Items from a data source
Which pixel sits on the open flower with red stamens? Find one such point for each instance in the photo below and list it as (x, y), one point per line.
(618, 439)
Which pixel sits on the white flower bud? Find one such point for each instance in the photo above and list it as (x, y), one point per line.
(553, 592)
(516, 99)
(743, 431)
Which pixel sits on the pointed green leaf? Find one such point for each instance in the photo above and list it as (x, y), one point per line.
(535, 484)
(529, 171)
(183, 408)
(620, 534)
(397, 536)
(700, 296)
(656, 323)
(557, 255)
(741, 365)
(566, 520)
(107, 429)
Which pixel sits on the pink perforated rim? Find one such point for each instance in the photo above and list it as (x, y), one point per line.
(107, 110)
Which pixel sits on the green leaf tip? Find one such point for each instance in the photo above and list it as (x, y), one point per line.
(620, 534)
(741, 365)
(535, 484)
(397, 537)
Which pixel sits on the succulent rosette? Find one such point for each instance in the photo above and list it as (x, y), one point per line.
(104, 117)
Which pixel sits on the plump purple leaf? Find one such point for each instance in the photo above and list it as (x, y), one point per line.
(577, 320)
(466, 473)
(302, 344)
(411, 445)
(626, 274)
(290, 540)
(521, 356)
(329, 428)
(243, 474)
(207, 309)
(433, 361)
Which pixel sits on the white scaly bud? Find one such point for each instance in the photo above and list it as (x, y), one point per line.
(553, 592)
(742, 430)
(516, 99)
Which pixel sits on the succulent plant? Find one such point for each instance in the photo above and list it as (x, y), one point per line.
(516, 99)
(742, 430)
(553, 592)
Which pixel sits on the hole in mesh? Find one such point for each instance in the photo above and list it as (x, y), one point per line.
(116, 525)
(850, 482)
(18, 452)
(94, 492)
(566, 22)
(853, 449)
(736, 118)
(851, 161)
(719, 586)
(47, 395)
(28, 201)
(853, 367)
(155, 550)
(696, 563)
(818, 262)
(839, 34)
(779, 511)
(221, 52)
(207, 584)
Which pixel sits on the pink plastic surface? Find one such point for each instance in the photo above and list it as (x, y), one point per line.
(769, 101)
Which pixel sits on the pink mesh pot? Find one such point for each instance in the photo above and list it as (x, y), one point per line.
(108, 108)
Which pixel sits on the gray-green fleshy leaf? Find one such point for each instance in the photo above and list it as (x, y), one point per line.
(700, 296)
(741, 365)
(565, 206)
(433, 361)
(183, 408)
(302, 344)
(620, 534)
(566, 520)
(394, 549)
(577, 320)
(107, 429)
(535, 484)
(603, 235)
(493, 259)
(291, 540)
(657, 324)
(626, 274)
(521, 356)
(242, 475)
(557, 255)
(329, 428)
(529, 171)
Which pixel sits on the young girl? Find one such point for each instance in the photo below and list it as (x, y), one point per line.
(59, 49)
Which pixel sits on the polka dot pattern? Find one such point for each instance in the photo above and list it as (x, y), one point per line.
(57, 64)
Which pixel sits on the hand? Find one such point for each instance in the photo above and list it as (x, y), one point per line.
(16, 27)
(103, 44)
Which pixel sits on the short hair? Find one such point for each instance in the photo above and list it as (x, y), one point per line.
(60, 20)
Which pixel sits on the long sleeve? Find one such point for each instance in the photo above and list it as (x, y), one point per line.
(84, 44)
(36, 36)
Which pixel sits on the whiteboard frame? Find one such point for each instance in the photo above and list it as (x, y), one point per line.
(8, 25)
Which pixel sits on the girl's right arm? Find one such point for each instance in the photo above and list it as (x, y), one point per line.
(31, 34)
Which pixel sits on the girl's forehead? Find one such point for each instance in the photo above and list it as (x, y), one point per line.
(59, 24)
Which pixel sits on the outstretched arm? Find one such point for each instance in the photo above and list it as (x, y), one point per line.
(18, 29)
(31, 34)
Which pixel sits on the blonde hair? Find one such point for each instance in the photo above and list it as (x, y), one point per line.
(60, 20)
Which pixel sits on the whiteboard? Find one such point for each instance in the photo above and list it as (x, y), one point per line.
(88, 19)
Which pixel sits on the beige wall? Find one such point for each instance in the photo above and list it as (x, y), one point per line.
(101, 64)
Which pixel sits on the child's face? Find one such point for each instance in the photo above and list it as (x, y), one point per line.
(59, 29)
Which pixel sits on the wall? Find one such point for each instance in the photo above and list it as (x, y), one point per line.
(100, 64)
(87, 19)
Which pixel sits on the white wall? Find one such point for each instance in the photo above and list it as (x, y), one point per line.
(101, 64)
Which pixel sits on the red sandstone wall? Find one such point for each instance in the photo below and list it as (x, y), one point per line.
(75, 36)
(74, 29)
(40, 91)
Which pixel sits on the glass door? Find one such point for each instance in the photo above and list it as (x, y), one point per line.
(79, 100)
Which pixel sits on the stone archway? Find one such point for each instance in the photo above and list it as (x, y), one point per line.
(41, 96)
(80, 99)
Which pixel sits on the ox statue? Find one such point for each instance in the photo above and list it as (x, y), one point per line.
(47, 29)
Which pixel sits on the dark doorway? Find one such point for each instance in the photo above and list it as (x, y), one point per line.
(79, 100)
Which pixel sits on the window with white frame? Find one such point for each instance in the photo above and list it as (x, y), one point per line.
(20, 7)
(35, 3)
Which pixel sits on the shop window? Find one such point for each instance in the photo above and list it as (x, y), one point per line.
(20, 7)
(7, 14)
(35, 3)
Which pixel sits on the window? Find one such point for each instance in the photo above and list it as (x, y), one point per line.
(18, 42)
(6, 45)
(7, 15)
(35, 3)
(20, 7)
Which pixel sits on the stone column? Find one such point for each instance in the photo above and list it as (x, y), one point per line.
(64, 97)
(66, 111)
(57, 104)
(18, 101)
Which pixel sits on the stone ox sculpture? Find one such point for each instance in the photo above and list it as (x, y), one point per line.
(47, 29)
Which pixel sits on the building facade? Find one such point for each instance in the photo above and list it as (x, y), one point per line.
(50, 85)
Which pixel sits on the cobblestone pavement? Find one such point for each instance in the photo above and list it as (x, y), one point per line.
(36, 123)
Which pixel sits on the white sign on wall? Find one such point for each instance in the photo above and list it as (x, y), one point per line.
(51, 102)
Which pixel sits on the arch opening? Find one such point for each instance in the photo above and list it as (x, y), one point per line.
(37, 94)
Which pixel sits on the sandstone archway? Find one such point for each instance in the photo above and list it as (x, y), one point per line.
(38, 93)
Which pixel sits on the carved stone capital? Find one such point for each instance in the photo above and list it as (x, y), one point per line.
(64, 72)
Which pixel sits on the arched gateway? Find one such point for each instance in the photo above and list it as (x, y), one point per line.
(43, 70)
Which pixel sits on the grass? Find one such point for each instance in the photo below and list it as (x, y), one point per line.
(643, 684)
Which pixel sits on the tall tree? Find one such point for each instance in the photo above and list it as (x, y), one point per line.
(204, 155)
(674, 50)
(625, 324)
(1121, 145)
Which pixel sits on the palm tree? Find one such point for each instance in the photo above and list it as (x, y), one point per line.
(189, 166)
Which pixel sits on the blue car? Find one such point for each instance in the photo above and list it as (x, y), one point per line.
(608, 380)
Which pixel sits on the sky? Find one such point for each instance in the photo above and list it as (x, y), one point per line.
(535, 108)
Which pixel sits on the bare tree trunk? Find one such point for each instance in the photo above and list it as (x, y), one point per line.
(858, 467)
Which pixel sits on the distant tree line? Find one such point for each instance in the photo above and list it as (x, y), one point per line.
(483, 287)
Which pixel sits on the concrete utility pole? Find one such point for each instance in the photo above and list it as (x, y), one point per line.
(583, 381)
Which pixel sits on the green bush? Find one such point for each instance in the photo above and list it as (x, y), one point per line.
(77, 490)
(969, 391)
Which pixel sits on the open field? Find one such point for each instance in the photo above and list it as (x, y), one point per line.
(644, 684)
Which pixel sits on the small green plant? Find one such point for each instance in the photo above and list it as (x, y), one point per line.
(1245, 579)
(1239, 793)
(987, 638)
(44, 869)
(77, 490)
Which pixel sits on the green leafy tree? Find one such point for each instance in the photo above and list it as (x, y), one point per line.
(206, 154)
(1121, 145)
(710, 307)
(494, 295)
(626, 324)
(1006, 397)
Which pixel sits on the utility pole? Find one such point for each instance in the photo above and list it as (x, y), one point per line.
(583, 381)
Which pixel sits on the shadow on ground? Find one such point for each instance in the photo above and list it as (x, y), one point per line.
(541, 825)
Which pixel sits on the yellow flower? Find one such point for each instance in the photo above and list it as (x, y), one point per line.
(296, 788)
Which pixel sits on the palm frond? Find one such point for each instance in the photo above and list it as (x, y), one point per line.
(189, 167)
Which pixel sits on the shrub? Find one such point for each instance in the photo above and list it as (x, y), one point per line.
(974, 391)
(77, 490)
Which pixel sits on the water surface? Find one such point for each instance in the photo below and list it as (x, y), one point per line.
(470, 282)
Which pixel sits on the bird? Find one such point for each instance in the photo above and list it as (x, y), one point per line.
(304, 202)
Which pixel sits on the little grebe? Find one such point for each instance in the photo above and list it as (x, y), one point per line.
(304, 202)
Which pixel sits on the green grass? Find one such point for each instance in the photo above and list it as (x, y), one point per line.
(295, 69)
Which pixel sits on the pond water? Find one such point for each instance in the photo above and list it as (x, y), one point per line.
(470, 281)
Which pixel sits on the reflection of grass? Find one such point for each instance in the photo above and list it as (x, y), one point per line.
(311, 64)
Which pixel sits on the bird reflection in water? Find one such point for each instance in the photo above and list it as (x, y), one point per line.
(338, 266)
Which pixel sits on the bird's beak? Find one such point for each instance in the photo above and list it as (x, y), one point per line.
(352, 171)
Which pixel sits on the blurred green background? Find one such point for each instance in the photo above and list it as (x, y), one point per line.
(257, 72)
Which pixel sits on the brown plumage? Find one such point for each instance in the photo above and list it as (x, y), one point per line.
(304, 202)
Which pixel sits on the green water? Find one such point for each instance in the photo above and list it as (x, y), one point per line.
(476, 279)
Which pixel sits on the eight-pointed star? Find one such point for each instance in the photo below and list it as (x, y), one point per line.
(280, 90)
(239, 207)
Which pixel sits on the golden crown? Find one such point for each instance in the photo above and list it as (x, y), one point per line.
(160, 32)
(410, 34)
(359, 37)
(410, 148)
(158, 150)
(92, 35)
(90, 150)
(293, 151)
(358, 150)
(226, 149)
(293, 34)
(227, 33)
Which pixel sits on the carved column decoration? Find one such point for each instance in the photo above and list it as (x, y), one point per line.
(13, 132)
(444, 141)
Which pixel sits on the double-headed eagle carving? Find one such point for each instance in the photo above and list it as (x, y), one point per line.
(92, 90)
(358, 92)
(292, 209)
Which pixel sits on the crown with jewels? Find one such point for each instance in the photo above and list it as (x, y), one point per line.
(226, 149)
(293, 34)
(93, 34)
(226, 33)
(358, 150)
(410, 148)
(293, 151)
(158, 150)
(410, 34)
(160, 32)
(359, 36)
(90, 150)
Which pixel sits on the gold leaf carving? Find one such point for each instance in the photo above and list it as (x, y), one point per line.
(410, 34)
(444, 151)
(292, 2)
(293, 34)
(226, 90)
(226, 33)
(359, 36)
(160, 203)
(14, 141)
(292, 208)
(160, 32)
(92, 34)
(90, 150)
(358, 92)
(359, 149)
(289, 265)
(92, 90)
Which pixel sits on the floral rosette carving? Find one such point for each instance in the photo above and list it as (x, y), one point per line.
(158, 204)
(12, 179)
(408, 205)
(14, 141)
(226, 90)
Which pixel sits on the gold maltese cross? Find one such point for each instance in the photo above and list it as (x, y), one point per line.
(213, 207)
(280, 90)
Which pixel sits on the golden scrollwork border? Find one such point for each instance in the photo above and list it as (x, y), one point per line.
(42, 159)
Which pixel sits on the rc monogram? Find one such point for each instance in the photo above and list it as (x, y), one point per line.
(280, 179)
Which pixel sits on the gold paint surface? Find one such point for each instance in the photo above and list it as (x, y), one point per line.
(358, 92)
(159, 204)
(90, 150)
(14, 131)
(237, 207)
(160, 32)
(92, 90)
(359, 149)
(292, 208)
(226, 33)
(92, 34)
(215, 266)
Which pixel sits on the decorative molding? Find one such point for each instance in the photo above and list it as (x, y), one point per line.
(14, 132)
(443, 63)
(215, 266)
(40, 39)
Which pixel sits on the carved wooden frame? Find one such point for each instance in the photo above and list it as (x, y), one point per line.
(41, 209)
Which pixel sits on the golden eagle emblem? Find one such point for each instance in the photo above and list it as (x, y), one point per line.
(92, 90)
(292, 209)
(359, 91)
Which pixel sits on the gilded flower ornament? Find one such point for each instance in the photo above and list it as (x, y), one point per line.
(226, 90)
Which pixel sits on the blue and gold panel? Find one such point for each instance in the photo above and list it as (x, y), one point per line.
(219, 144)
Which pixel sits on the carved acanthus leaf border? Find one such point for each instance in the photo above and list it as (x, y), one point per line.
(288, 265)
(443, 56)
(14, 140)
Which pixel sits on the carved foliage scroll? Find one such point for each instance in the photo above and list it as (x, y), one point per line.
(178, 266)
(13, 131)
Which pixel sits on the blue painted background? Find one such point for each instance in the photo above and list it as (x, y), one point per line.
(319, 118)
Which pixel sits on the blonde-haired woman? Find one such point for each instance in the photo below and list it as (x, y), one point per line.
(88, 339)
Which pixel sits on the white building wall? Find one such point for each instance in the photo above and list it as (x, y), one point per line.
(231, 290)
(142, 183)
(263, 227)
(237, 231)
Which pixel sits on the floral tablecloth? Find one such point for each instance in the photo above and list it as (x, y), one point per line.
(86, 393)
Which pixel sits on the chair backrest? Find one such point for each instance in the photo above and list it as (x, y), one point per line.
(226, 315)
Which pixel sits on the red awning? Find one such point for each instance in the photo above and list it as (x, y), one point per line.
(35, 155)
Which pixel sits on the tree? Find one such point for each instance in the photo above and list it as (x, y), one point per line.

- GOAL:
Copy out word for word the lines from the one holding "Which pixel sits on the chair" through the end of the items, inclusive.

- RESPONSE FOR THIS EXERCISE:
Which pixel sits on the chair backrest? Find one such point for each instance in the photo above and list it as (x, y), one point per line.
(226, 315)
Which pixel sits on the red awning? Find one such point for each instance in the photo above and list it as (x, y), one point per line.
(35, 155)
Which pixel sits on the tree? Find one such point for each instance in the photo above and list it as (x, y), one point per line.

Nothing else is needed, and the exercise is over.